Task data:
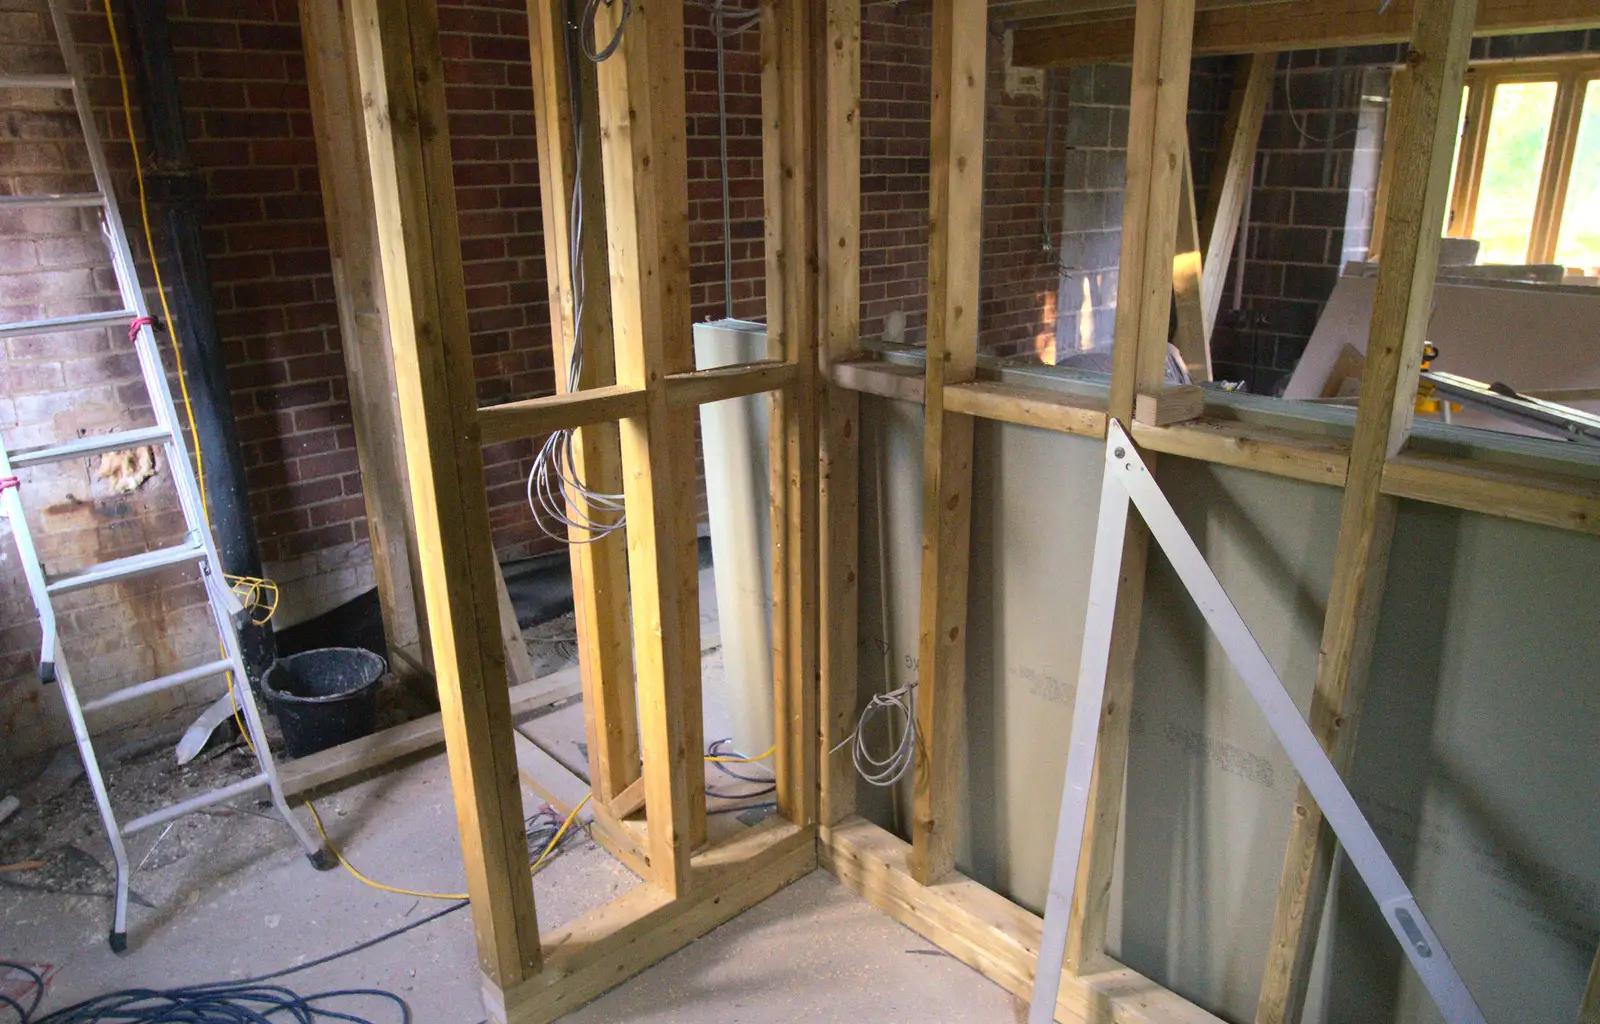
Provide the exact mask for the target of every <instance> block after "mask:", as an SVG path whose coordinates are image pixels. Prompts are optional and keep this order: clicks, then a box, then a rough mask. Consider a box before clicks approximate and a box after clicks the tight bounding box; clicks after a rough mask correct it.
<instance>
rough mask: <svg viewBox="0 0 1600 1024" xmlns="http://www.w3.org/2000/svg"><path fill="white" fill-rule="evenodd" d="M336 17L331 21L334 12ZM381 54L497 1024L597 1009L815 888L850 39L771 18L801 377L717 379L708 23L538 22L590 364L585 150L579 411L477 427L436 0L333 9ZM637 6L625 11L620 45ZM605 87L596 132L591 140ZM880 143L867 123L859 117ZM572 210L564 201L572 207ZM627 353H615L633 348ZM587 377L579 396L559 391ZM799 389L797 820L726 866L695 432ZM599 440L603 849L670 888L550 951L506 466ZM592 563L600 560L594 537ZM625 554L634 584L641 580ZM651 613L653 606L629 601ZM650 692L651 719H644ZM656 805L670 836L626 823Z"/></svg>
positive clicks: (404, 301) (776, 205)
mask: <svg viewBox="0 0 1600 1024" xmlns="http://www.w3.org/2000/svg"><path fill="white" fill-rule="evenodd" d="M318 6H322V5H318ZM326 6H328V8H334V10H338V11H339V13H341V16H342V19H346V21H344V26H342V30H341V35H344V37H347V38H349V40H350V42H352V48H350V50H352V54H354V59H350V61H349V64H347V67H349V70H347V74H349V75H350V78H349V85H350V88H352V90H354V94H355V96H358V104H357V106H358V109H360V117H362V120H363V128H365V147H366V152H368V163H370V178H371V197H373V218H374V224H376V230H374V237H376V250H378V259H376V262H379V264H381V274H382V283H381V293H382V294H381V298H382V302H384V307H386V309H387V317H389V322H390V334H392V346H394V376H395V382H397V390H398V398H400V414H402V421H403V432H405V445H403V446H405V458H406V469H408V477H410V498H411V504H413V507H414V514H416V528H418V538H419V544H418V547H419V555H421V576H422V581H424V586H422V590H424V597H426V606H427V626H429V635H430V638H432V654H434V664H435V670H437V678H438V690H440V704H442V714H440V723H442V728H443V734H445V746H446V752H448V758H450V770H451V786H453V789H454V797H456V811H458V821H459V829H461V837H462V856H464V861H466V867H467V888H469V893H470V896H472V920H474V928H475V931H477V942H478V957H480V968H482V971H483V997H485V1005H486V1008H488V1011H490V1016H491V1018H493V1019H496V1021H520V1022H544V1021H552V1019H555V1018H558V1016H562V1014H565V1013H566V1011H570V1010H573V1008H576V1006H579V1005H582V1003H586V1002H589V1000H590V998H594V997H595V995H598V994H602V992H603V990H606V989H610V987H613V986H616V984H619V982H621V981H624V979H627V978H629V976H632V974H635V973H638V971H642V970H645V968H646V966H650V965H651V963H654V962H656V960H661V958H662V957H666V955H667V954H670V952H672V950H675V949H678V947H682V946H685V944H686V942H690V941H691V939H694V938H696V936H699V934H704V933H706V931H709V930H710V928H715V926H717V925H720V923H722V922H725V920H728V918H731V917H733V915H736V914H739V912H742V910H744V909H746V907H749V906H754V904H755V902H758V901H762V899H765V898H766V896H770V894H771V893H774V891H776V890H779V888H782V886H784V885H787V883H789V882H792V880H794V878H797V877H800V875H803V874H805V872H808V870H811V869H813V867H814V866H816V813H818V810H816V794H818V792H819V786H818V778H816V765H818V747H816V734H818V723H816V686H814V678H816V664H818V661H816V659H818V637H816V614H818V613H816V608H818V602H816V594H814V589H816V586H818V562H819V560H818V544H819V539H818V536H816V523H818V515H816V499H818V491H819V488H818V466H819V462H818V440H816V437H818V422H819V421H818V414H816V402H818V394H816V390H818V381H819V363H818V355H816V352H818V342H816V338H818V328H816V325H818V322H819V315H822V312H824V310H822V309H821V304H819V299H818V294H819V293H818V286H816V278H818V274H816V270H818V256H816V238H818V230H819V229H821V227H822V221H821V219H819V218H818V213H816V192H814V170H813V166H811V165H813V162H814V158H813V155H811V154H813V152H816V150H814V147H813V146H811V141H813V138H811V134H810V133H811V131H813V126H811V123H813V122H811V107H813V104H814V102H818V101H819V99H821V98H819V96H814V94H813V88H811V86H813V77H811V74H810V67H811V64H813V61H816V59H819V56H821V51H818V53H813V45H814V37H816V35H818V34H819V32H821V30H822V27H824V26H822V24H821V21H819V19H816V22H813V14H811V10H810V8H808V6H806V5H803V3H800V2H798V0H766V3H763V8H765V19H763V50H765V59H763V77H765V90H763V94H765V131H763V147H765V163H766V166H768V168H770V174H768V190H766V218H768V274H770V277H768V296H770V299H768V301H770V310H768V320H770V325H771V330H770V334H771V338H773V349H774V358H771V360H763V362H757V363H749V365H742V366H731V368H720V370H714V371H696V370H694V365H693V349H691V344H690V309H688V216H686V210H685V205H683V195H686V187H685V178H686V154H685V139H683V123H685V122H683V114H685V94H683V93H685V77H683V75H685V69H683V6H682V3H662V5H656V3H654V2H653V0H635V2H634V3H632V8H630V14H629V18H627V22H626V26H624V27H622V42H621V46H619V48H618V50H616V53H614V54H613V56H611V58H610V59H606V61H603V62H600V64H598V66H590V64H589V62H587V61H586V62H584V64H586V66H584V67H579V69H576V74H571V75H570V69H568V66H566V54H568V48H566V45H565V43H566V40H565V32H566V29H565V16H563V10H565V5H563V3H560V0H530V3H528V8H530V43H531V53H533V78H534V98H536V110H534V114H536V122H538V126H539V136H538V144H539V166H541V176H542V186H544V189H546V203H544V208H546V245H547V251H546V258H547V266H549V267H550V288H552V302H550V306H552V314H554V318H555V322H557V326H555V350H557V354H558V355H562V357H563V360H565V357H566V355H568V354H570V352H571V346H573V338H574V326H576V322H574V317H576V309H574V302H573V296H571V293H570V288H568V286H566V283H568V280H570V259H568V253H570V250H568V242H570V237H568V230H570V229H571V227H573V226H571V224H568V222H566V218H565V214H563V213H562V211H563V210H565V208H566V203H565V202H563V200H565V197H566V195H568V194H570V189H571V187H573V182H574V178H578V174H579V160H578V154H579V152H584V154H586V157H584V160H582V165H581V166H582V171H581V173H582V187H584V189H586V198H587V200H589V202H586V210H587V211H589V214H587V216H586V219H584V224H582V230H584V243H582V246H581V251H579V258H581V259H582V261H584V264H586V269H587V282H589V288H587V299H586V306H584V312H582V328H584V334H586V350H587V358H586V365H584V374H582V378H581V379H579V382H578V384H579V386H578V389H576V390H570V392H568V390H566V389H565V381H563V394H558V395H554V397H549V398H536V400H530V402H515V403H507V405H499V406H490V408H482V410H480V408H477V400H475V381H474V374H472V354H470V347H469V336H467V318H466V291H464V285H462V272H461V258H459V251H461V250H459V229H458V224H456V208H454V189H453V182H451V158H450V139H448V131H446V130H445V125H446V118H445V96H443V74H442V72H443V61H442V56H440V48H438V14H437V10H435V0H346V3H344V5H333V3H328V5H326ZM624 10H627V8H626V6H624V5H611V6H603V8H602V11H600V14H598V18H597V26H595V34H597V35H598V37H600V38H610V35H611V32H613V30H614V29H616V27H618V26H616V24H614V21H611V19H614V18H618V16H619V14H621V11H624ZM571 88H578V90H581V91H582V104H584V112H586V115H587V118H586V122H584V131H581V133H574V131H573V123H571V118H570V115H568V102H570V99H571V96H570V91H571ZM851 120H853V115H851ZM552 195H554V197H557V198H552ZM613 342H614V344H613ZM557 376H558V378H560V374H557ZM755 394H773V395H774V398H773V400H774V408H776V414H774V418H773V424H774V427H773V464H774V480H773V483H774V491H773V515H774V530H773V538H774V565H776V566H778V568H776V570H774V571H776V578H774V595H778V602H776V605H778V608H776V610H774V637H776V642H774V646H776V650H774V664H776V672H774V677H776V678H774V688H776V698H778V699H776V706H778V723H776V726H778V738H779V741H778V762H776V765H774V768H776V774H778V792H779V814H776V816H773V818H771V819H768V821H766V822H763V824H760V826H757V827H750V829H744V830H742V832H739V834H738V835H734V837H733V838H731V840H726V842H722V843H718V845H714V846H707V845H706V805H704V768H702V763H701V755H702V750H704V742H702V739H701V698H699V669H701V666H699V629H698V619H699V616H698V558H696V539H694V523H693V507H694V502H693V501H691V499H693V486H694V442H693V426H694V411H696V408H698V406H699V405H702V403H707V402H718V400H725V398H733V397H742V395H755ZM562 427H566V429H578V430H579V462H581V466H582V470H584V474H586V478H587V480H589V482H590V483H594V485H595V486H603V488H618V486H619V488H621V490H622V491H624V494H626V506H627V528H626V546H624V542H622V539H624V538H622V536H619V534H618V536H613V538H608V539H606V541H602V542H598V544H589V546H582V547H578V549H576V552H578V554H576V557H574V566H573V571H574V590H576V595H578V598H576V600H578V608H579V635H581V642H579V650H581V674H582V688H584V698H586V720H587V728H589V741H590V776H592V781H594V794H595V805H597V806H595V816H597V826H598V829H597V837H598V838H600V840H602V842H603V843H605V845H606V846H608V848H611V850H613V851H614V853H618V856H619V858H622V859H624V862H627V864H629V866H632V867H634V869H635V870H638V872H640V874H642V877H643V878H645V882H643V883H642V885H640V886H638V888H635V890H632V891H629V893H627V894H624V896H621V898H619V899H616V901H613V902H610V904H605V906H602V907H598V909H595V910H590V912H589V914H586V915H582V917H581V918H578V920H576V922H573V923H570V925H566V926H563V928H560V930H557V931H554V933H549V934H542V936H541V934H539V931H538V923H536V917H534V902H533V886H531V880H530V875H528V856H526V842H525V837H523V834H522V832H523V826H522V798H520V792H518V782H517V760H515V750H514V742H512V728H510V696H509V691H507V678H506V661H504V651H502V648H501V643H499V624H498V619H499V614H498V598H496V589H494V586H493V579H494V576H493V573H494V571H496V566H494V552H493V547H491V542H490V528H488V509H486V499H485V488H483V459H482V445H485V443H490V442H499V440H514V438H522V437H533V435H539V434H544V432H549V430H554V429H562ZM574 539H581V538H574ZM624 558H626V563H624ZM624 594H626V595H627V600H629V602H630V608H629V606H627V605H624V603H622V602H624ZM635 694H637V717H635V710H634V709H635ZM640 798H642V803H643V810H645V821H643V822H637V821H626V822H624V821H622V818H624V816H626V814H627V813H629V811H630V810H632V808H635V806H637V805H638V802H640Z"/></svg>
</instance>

---

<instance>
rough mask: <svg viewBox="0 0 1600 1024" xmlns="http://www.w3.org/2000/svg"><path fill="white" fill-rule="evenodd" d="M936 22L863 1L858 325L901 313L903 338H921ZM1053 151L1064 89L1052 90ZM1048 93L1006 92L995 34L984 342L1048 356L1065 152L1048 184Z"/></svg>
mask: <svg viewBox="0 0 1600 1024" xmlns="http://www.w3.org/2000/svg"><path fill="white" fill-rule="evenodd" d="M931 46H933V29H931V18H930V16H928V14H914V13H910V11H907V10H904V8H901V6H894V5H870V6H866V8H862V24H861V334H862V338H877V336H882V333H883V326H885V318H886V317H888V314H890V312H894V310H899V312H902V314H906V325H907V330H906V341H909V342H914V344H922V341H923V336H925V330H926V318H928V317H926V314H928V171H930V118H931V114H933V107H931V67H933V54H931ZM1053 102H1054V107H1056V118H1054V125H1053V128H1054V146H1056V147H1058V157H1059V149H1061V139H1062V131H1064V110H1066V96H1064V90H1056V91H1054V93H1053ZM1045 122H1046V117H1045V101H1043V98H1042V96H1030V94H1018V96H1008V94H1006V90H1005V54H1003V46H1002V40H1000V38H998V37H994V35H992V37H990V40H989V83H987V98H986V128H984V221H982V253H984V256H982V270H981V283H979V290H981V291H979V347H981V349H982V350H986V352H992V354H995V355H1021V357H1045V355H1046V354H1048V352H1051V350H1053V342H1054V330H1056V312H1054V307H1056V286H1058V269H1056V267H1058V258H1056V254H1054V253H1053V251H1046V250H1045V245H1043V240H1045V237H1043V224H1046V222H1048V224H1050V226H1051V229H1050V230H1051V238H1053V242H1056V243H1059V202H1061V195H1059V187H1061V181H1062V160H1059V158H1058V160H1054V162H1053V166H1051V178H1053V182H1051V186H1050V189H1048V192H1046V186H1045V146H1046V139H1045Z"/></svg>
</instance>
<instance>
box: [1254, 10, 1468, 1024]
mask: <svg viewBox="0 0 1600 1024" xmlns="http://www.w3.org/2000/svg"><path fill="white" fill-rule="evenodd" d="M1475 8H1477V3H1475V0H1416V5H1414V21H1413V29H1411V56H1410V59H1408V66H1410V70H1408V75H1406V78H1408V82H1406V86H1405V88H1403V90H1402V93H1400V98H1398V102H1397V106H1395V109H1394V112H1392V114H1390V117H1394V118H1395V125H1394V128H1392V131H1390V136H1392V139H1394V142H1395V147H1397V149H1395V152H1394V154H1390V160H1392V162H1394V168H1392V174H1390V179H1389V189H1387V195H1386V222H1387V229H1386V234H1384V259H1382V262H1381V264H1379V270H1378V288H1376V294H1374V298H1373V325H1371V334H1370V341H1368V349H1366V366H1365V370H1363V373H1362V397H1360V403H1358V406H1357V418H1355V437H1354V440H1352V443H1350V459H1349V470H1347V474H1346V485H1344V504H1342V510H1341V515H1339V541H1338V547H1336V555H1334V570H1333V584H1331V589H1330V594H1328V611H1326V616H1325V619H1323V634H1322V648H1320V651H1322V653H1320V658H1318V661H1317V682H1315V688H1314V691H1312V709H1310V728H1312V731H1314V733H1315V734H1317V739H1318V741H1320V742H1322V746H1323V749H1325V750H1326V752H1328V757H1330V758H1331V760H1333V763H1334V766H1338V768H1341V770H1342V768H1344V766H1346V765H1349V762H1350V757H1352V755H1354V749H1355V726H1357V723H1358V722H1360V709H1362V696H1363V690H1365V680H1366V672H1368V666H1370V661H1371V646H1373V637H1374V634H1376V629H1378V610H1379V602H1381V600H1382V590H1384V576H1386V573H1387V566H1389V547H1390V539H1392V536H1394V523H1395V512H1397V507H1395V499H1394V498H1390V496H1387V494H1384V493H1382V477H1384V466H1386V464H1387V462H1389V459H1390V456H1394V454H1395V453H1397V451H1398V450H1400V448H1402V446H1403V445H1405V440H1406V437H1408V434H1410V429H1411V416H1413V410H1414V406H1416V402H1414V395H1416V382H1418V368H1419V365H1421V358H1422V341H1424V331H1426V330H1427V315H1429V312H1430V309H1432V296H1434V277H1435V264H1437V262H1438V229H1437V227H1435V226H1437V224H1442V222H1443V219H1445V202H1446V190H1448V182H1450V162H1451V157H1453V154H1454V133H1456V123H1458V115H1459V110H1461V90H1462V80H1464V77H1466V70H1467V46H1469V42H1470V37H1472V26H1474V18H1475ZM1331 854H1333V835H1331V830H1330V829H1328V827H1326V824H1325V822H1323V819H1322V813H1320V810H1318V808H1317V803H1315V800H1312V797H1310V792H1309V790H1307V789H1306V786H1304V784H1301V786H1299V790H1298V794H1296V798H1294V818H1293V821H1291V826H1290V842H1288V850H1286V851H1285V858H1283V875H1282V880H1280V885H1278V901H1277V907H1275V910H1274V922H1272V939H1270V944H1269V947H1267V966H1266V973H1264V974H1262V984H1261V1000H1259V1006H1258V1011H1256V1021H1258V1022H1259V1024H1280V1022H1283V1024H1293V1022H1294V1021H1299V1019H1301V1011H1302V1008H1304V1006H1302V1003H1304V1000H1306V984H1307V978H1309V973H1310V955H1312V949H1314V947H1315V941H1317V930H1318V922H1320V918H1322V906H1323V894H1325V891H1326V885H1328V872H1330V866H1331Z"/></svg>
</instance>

==

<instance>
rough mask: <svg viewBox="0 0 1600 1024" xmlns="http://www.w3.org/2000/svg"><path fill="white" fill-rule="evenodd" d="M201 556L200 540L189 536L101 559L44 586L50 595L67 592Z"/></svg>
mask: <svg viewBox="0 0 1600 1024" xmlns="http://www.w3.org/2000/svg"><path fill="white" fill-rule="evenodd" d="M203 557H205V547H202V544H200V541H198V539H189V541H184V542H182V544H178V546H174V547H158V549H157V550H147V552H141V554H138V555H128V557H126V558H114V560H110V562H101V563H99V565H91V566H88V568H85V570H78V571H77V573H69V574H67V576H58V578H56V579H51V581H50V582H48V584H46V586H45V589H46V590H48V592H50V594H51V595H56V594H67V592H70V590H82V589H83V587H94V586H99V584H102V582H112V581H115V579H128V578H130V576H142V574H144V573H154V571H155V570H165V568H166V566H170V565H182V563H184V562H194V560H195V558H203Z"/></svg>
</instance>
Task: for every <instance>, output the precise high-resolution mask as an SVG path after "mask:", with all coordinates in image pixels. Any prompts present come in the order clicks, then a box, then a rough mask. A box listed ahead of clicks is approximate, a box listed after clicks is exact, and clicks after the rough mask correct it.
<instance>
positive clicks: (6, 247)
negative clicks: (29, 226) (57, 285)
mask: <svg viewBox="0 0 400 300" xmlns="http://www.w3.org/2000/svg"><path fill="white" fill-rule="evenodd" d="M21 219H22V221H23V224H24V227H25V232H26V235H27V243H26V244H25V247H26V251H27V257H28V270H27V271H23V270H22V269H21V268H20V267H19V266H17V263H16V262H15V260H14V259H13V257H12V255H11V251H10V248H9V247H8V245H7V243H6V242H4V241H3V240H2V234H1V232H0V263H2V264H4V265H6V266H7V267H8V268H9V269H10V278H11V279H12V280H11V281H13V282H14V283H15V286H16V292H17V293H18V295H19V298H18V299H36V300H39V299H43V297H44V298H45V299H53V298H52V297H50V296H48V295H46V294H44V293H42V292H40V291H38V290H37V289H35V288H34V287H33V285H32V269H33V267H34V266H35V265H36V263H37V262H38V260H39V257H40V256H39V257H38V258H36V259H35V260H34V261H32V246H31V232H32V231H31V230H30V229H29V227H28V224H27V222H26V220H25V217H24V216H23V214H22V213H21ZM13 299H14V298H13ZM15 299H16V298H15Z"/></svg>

Work to complete:
Could you repeat the listing, starting with the line with "Provide the exact" and going on through the line with "positive clicks: (404, 301) (776, 205)", renaming "rough mask" to "coarse mask" everywhere and keeping everything else the same?

Solution:
Provide the exact mask for the target of every <instance> block after "mask:", as an SVG path whose coordinates are image pixels. Prompts are optional and keep this order: clicks, then a box, then a coarse mask. Consider a box before clicks approximate and a box after clicks the tight bounding box; clicks after a coarse mask correct it.
<instance>
coarse mask: <svg viewBox="0 0 1600 1024" xmlns="http://www.w3.org/2000/svg"><path fill="white" fill-rule="evenodd" d="M336 17L331 21L334 12ZM381 54L497 1024L597 1009L815 888L850 39L771 18L801 377L717 379L708 23L538 22L590 364L585 150L579 411L477 427L436 0L333 9ZM637 6L625 11L620 45ZM605 87L596 132L591 140ZM880 143L867 123L859 117ZM572 210L564 201L572 207ZM627 353H615L633 348ZM587 377L579 396L559 391ZM799 389L797 820L726 866L695 432ZM599 440L603 849L670 888L550 951L506 466ZM592 563L600 560L594 537ZM625 554L634 584L641 580ZM651 613L653 606L629 601ZM650 692L651 719H644ZM656 805L670 836L626 823Z"/></svg>
positive clicks: (404, 301) (776, 205)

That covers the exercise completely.